◆ WHAT IS EXPECTED: Copy the listing from the line containing "pin: the house" through the end of the listing, including both ends and keeping every request line. Scale each x and y coordinate in the answers by 2.3, rounding to whole numbers with halves rounded up.

◆ RECORDS SHOWN:
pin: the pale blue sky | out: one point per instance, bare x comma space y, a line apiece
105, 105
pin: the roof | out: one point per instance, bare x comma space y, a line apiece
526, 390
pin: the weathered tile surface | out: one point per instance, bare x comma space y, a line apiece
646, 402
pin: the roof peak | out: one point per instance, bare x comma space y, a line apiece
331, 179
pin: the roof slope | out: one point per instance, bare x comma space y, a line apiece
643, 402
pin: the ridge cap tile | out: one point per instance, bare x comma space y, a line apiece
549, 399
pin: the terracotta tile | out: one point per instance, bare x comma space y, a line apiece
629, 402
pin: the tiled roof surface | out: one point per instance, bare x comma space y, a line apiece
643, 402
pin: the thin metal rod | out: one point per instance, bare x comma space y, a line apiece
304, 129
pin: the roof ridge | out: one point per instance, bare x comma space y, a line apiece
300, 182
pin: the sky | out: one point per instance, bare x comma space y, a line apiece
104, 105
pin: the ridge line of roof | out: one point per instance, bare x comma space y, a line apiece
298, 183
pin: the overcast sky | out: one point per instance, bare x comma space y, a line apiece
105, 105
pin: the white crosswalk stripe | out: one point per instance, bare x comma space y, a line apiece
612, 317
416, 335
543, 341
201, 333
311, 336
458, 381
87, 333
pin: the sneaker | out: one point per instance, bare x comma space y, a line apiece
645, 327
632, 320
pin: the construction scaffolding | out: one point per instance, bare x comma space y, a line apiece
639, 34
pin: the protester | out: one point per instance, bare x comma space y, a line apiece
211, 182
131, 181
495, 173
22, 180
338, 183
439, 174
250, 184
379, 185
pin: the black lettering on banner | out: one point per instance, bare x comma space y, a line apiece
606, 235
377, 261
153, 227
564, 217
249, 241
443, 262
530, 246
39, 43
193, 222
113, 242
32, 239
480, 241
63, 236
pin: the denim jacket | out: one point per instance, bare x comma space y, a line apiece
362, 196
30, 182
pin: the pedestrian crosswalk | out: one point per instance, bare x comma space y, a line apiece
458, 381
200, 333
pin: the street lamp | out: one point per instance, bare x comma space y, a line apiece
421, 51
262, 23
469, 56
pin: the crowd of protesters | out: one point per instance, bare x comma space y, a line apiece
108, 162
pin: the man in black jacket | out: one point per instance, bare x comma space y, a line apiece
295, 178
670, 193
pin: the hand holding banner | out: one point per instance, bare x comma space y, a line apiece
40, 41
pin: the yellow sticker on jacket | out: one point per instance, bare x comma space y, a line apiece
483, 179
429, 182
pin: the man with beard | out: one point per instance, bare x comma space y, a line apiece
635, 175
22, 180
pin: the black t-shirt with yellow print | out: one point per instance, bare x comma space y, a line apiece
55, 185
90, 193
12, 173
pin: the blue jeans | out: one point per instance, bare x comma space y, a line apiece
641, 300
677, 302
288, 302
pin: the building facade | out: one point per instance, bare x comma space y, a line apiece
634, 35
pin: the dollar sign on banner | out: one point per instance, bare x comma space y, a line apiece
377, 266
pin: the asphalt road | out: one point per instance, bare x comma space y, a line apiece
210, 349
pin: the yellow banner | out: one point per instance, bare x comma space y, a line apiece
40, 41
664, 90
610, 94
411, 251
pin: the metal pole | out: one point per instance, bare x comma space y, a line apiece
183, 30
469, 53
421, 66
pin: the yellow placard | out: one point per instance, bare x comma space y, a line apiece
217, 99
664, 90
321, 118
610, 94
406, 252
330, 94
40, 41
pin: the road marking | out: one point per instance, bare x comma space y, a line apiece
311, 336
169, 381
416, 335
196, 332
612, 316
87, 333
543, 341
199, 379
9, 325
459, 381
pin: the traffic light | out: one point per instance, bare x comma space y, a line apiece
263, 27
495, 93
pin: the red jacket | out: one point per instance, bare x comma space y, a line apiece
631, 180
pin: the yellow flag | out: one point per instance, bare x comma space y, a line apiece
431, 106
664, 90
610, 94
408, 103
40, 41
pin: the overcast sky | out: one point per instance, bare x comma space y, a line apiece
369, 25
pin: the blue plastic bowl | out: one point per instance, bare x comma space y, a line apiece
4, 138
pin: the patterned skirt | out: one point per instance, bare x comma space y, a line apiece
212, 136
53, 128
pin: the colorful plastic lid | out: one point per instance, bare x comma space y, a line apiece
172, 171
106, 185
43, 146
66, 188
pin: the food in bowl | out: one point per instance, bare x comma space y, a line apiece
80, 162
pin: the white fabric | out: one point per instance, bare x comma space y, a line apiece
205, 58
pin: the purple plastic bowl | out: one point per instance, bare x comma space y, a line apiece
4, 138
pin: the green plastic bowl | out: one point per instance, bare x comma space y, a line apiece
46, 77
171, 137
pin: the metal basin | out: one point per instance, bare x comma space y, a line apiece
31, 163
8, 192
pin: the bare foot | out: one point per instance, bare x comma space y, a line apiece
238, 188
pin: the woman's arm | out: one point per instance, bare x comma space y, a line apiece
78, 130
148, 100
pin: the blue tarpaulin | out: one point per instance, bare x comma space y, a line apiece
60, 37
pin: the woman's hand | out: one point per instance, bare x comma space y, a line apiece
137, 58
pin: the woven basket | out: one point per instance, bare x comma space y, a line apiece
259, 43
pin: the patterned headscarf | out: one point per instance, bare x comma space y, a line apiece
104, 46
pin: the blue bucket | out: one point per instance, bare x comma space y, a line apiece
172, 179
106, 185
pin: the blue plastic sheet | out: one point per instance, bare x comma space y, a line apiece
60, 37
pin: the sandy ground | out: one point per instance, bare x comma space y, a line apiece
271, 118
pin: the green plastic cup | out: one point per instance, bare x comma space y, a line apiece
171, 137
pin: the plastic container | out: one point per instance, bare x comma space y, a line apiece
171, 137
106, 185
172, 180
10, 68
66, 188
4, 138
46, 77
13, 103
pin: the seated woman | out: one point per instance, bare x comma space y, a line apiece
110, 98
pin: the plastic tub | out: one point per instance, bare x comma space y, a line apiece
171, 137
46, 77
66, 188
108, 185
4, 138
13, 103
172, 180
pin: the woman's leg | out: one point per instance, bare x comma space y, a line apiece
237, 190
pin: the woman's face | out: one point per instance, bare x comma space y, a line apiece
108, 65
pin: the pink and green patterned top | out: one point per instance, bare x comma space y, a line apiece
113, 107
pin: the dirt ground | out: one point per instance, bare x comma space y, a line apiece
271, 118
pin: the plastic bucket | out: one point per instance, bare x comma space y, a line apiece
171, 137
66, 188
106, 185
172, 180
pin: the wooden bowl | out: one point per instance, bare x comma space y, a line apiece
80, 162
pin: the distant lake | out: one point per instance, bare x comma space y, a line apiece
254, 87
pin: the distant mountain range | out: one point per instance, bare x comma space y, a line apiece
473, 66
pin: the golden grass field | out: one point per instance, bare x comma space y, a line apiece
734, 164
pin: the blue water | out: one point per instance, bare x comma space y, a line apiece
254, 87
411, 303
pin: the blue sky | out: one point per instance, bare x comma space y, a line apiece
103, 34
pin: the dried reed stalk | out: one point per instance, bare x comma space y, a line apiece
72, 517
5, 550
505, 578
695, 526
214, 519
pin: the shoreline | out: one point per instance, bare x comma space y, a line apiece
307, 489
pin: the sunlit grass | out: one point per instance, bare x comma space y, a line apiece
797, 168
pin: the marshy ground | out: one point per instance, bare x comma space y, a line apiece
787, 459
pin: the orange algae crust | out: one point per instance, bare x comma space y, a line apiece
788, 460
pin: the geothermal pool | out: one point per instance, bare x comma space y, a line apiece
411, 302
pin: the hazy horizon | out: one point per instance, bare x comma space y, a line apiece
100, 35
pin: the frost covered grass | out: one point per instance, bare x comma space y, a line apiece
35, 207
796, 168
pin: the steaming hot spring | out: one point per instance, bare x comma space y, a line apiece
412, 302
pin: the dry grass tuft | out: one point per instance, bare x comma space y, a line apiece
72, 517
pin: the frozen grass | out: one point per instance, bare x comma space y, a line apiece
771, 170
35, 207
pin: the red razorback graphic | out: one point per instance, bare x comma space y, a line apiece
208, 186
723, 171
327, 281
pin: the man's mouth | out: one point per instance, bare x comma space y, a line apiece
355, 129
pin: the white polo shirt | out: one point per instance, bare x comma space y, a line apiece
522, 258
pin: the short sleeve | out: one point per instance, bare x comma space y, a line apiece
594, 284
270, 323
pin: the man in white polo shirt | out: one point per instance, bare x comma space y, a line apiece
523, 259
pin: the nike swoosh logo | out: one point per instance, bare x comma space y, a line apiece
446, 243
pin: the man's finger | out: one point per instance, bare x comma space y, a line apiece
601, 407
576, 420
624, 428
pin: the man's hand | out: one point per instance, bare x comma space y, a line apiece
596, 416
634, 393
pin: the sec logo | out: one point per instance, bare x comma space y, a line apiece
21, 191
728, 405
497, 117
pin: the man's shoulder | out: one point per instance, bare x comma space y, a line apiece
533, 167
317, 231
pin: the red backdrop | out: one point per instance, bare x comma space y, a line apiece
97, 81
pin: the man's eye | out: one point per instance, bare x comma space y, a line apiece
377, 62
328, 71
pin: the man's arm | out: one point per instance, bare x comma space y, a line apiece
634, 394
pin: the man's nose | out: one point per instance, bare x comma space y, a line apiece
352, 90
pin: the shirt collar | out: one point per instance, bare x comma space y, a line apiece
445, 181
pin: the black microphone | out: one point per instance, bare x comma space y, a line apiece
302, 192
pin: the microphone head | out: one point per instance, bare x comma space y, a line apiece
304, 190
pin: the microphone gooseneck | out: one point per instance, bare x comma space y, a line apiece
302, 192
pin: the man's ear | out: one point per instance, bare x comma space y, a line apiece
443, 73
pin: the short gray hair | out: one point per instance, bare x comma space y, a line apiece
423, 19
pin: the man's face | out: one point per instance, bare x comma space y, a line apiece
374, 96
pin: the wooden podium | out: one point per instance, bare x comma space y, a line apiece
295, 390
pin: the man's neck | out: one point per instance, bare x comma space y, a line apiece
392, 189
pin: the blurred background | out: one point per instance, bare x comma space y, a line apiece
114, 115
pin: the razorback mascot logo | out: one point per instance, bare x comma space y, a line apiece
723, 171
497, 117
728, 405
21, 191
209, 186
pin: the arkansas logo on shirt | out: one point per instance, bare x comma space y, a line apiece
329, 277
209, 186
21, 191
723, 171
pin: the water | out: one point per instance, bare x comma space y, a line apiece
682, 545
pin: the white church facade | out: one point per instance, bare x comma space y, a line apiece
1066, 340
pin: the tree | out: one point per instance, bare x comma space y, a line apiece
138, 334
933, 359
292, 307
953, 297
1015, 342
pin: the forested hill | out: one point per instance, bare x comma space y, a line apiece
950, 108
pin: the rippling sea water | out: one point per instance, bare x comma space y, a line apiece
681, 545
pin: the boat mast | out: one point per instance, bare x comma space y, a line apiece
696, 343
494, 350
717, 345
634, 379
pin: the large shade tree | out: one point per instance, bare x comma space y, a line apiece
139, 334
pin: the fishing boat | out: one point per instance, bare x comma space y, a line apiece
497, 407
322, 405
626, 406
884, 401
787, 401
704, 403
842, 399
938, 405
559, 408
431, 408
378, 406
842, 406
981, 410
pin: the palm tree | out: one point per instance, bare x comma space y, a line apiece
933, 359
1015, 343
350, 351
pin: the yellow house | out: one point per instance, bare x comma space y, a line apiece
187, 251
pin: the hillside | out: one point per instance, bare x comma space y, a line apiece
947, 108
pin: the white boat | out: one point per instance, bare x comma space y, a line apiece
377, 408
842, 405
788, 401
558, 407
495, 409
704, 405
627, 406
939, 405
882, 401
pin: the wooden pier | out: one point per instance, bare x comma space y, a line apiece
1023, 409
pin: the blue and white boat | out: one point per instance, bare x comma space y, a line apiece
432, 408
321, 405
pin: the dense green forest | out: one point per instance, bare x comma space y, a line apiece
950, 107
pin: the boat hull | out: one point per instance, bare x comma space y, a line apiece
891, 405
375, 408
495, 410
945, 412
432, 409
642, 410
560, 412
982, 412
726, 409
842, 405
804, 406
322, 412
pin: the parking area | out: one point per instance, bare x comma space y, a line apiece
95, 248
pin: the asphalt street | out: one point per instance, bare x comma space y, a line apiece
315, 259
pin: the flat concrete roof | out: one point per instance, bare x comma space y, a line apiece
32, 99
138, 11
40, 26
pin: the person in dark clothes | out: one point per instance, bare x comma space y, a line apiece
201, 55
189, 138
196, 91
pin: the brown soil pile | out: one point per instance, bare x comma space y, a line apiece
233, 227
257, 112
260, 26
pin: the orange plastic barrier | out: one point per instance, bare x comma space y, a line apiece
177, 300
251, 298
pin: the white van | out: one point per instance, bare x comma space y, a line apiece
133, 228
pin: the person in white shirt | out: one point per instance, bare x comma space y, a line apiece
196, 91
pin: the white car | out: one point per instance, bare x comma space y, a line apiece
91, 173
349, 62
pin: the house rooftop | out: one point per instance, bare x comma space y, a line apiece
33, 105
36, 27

◆ RESPONSE TO THIS EXERCISE:
pin: the house rooftop | out: one point per instance, bare x comma space y, a line apiece
76, 242
83, 62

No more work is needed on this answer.